ASSIGNMENT: Using the article on hidden cameras at Hammersmith Hospitals trust, explain why David Sowter says cameras would be used when there was "a series of crimes" such as suspected theft of wallets or purses.

SELECTED EXTRACT:
A trust is set to agree a code of practice on using hidden cameras to detect staff crime, which could be adopted across the NHS.

The NHS Executive security policy group is looking at the strategy proposed by Hammersmith Hospitals trust, which would allow spy cameras in changing rooms.

The move comes as data protection registrar Elizabeth France issued draft regulations on secret filming at work. They say hidden cameras should only be used where there is a risk of crime to 'provide evidence in appropriate cases before the court'.

Hammersmith security risk manager David Sowter said cameras would be used if there was 'a series of crimes', such as suspected theft of wallets or purses, which were serious but which the police lacked the resources to investigate.

The policy excluded 'lavatories and showers' from being filmed 'but certainly not changing rooms', he told a trust board meeting last week. 'Indeed, the first use was in the surgeons' changing room at the Hammersmith Hospital.'

Videotape from spy cameras had already been used in nurse training on the storage of controlled drugs, he added.

The policy is designed to bring procedures into line with the 1998 Data Protection Act.

[Natural language region descriptions]
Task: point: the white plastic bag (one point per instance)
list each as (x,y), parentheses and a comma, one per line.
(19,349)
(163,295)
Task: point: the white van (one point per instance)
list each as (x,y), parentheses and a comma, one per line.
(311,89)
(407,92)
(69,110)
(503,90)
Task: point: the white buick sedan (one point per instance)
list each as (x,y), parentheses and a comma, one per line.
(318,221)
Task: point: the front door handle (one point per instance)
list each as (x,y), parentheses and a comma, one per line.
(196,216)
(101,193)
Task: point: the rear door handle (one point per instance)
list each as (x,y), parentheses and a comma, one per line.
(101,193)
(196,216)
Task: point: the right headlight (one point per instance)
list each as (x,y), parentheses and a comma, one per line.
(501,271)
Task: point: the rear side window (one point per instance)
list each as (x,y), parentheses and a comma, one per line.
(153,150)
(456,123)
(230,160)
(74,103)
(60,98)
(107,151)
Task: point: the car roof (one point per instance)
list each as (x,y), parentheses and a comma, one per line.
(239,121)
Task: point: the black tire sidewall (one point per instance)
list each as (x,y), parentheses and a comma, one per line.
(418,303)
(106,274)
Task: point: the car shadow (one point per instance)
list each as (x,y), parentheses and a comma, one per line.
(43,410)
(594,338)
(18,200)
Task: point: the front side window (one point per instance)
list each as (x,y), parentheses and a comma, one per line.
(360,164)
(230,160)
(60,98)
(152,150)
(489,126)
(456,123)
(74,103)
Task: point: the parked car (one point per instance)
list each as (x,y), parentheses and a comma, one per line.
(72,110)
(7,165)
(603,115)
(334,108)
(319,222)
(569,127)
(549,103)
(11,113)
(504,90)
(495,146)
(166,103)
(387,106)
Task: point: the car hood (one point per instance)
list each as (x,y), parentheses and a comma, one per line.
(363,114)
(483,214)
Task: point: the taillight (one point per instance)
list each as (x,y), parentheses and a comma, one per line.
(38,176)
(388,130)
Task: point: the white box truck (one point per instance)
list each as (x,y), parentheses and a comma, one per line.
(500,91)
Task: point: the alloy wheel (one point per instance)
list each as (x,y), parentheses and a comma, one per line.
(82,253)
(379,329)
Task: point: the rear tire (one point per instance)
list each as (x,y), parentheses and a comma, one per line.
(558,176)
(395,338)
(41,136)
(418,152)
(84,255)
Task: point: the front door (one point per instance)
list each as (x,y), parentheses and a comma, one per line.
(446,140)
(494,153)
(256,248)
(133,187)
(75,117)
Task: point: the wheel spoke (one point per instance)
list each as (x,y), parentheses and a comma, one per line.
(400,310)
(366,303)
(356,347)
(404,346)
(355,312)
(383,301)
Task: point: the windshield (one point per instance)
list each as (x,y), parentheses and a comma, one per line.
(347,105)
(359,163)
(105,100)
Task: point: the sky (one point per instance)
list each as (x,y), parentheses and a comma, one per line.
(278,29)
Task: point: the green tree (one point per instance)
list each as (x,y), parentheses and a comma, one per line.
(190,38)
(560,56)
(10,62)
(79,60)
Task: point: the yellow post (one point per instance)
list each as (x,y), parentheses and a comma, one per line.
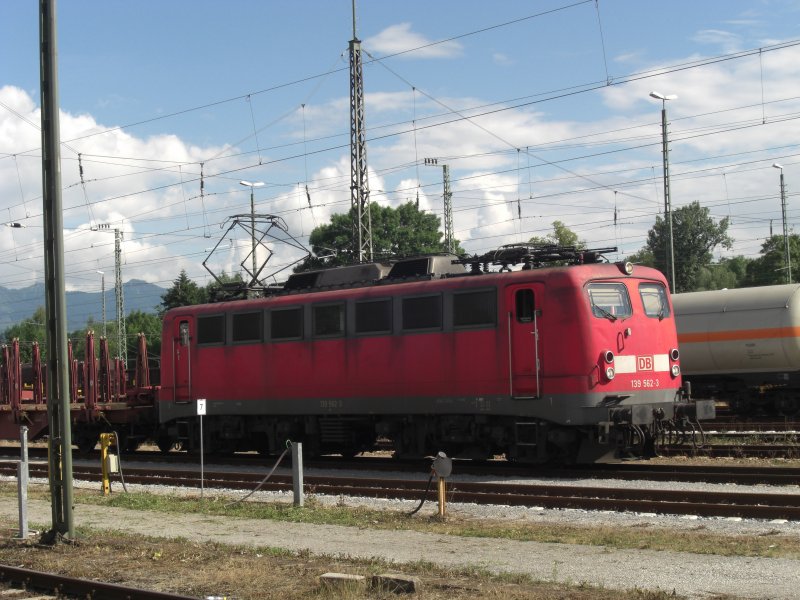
(106,439)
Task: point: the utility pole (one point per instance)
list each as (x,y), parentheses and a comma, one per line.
(667,199)
(122,346)
(787,257)
(447,195)
(58,400)
(103,297)
(359,180)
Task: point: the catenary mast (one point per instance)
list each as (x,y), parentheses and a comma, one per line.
(359,184)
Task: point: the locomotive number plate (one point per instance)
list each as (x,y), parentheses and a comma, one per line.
(645,383)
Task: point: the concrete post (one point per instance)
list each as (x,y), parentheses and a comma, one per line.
(22,482)
(297,473)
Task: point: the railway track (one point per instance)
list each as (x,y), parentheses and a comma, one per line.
(61,586)
(629,471)
(682,502)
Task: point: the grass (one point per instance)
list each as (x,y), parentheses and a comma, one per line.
(641,536)
(210,569)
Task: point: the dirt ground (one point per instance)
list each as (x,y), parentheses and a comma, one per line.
(213,569)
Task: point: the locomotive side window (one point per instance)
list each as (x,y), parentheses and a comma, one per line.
(286,323)
(422,313)
(374,316)
(473,309)
(211,330)
(609,300)
(654,300)
(246,327)
(525,305)
(328,320)
(184,330)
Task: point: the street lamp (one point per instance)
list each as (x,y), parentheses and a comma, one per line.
(667,200)
(103,294)
(787,259)
(252,185)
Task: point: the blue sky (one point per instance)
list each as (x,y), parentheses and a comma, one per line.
(541,109)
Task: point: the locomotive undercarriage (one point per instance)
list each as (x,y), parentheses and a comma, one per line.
(409,436)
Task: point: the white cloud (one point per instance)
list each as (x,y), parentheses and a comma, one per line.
(400,38)
(725,40)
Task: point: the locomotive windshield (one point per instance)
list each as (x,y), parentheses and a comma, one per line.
(654,300)
(609,300)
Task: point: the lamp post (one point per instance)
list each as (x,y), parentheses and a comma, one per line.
(103,294)
(667,200)
(787,259)
(252,185)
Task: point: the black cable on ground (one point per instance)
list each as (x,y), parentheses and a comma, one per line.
(263,481)
(424,496)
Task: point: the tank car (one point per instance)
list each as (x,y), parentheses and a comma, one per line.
(576,363)
(742,346)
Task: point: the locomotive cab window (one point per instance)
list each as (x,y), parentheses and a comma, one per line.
(184,332)
(525,305)
(246,327)
(328,320)
(286,324)
(374,316)
(654,300)
(609,300)
(211,330)
(475,309)
(424,312)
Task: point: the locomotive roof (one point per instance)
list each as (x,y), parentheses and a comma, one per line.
(448,271)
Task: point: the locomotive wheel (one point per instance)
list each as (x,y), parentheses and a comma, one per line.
(741,404)
(164,444)
(786,405)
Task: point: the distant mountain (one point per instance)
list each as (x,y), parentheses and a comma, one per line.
(19,304)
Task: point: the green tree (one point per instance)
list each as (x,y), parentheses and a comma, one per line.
(727,273)
(396,232)
(28,331)
(770,267)
(184,292)
(561,236)
(642,257)
(694,234)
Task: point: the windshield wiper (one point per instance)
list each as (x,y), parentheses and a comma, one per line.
(605,313)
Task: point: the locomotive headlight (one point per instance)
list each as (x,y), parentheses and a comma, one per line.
(625,267)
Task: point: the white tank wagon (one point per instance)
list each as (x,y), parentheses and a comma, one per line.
(742,346)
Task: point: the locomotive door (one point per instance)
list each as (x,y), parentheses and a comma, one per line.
(523,340)
(182,335)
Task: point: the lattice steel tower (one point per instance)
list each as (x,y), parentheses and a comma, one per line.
(359,184)
(122,349)
(449,238)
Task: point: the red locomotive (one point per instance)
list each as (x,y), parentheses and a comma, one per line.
(576,362)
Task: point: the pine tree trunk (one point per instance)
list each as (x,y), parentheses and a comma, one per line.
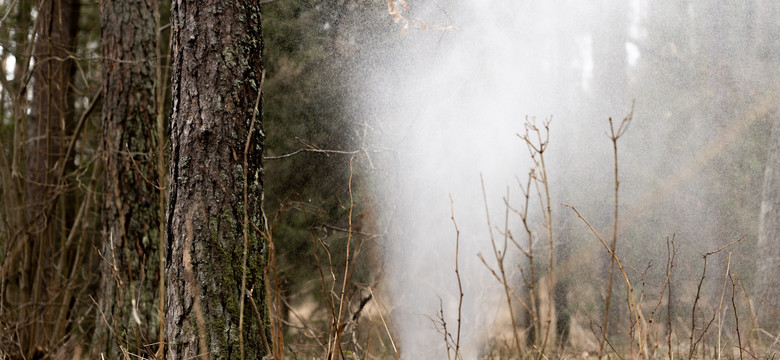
(131,272)
(215,184)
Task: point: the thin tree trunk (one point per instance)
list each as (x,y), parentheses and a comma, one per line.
(215,183)
(50,111)
(131,272)
(768,267)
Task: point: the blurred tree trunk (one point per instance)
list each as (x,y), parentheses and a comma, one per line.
(131,273)
(610,99)
(216,184)
(767,292)
(50,112)
(768,284)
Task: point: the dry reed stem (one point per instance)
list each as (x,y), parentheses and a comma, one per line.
(539,175)
(720,304)
(736,316)
(694,344)
(161,71)
(387,330)
(630,289)
(457,274)
(500,255)
(196,307)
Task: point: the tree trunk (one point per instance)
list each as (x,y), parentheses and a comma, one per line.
(50,114)
(768,269)
(214,256)
(131,272)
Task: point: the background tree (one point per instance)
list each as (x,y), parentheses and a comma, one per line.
(132,273)
(215,257)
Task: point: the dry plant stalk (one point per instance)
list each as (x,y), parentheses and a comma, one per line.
(339,326)
(500,256)
(536,147)
(243,293)
(632,301)
(457,274)
(613,136)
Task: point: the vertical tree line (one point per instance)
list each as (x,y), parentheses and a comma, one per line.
(214,254)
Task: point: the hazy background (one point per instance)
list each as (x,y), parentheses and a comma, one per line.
(446,106)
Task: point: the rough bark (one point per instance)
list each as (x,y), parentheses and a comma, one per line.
(130,274)
(768,267)
(216,49)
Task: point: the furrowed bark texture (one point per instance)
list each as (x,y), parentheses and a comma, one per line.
(768,269)
(130,274)
(216,49)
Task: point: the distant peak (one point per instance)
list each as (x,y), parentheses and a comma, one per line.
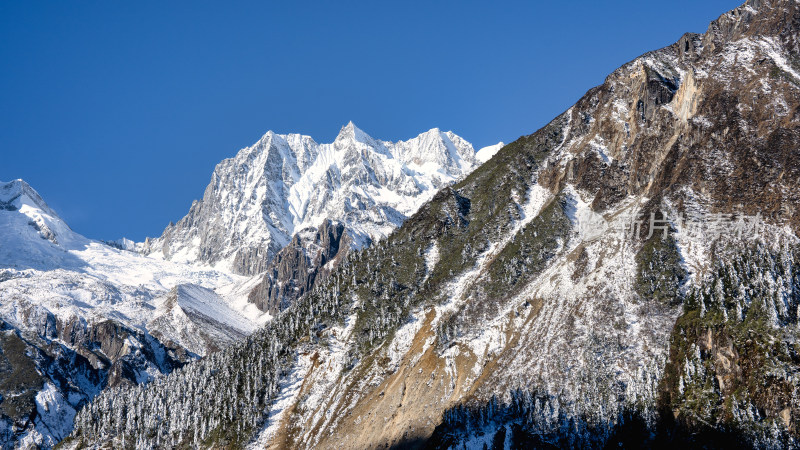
(13,192)
(352,132)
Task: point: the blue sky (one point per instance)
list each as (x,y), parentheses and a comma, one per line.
(117,112)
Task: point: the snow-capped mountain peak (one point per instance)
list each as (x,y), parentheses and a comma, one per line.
(351,133)
(259,199)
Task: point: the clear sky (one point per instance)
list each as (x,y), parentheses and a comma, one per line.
(117,112)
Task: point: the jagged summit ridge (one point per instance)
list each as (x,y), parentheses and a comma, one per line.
(257,200)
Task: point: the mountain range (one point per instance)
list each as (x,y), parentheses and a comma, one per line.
(626,276)
(84,315)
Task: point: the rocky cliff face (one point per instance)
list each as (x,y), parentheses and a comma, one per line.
(626,275)
(310,257)
(258,200)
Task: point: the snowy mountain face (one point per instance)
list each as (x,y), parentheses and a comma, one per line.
(258,200)
(77,316)
(528,306)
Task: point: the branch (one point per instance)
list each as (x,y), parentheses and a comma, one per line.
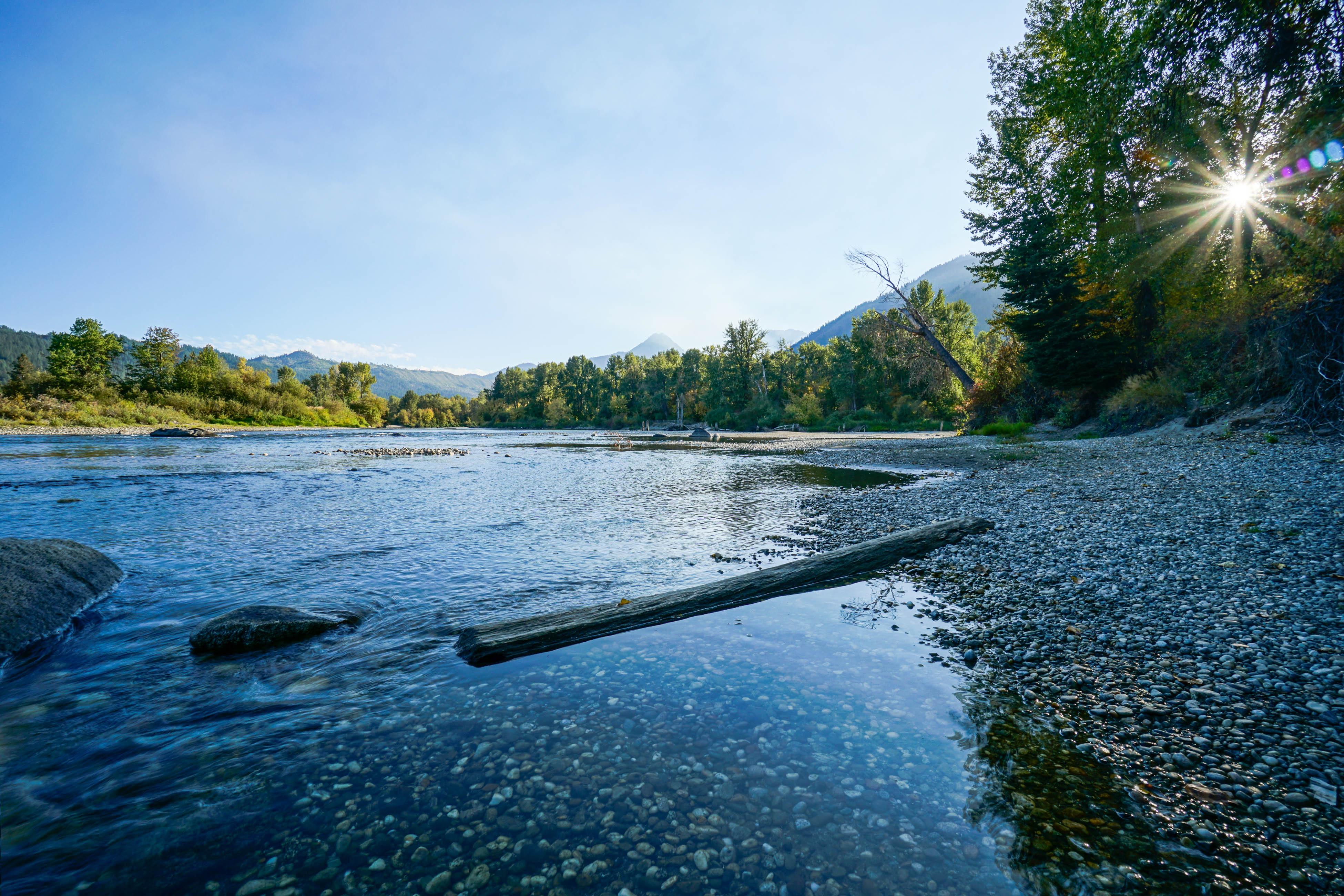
(878,265)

YOUR RESPONSE: Such crimes were serious, but the police lacked the resources to investigate them.